▶ **Exercise**: Please edit the discussion excerpt between "I still wonder" and "Fuck Josh Trank.", inclusive, replacing "Ben Grimm" with "the Thing".

▶ **Excerpted text**:
--------------------

For all the problems with the most recent FF movie, Michael B Jordan was not one of them. It really showed how a character could be played easily by someone with a different genetic make-up than people's perceived version and still remain true to the spirit of the character. For what its worth, I actually liked all of the cast in that movie.

In the two movies before that, the Invisible Girl was Mexican (American, French and Danish).
 
The new Invisible Woman comic is good.

In her pare time, since the beginning, Susan has been an Agent of S.H.I.E.L.D. and the story seems to be a mixture of flashbacks and modern day while she's doing cloak and dagger oddjobs for Nick Fury.
 
Alban was fine as Sue Storm. Way better than the fans who bitched at the time deserved.

Apparently the key to getting a good part in the MCU is to play Johnny in an FF movie.
 
The cast was the least of that movie's problems.

I still wonder why Billy Elliott was chosen for Ben Grimm.....

It is pretty bad when you have an ensemble of award winning/nominated actors and can't pull off a decent movie.

They're acting, not directing. Bad direction, actors look bad in turn.

Fuck Josh Trank.

No thanks.

Apparently the key to getting a good part in the MCU is to play Johnny in an FF movie.

Excellent point.
 
I'm not sure if you are serious. Samantha Wilson, a black woman who can kick all our asses, has been Captain America since the 1940s in the the Spider-Gwen universe.

That's why I need to keep up more on curent Marvel, but there's just so many titles. I was serious but ill-informed. However, she cannot kick all our asses. She's fictional.:borg:
 
For all the problems with the most recent FF movie, Michael B Jordan was not one of them. It really showed how a character could be played easily by someone with a different genetic make-up than people's perceived version and still remain true to the spirit of the character. For what its worth, I actually liked all of the cast in that movie.

The film was completely mishandled, and was "FF in name only, just to be different than the Evans-starred crappers, while not taking any opportunity to get the FF story right--but hey, there's that MCU thing, and we have to keep shit on the screen.."

It is pretty bad when you have an ensemble of award winning/nominated actors and can't pull off a decent movie.

Really? Its quite common, as "award winning/nominated actors" are no guarantee of enhancing and/or saving a project--particularly fantasy projects--that were doomed at the germ of an idea.

Examples:

Dick Tracy (Touchstone, 1990) - from its star/director Warren Beatty, to Al Pacino, Michael J. Pollard, Kathy Bates, Charles Durning, Dustin Hoffman and James Caan. Overloaded with Academy Award winning or nominated actors, and they could not save a bloated production that was creatively exploitative / bankrupt from the start.

Flash Gordon (Universal, 1980) Here,, you had AA nominee (Chaim) Topol, and Golden Globe nominee Max von Sydow...and everyone knows what a crapstorm that De Laurentis "epic" turned out to be.

--------------------

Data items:
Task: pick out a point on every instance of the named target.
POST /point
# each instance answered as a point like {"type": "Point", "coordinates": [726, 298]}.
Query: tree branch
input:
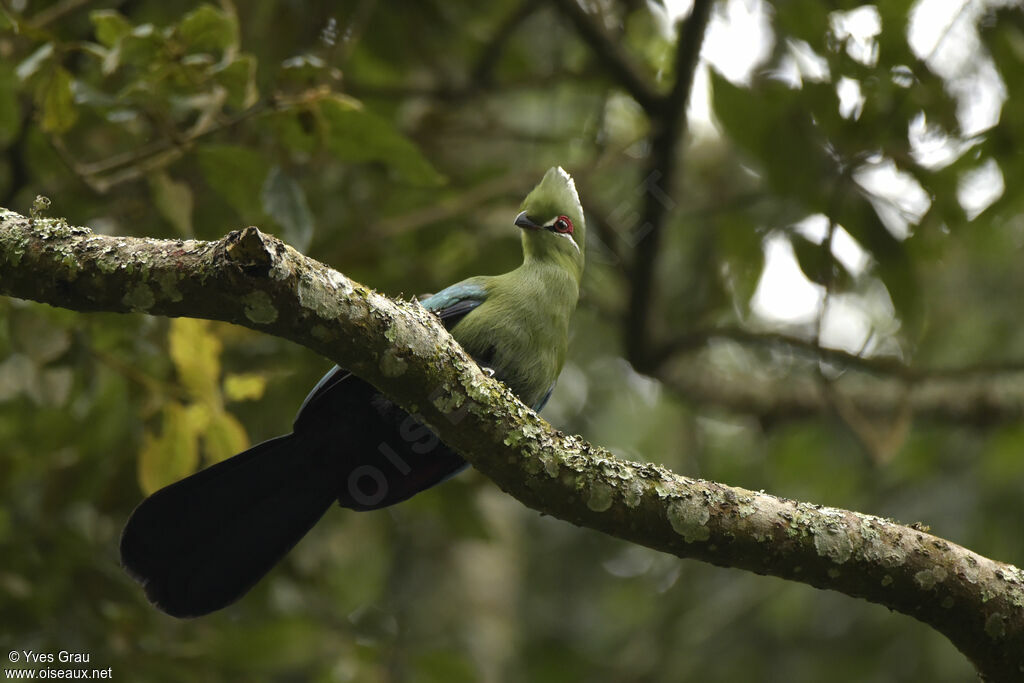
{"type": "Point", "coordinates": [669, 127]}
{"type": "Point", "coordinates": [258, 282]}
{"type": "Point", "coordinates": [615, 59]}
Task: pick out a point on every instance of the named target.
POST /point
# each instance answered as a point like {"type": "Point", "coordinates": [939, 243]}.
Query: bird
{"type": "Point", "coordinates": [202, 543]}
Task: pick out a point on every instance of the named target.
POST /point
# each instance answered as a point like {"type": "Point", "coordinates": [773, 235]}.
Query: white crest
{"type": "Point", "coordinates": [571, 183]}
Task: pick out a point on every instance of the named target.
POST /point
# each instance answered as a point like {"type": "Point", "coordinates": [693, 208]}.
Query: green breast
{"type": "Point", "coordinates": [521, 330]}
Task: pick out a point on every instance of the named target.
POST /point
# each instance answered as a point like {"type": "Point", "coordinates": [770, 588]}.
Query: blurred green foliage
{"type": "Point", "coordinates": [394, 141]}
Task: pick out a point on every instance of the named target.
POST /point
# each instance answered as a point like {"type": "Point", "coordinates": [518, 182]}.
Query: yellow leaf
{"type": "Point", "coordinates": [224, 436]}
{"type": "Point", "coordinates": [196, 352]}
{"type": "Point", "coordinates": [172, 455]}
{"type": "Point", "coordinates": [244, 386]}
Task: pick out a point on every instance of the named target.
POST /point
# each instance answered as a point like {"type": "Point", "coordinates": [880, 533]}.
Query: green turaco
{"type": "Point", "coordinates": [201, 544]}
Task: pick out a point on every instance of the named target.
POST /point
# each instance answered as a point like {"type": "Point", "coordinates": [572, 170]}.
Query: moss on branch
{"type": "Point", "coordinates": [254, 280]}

--------------------

▶ **Solution to this exercise**:
I still wonder why Billy Elliott was chosen for the Thing.....

It is pretty bad when you have an ensemble of award winning/nominated actors and can't pull off a decent movie.

They're acting, not directing. Bad direction, actors look bad in turn.

Fuck Josh Trank.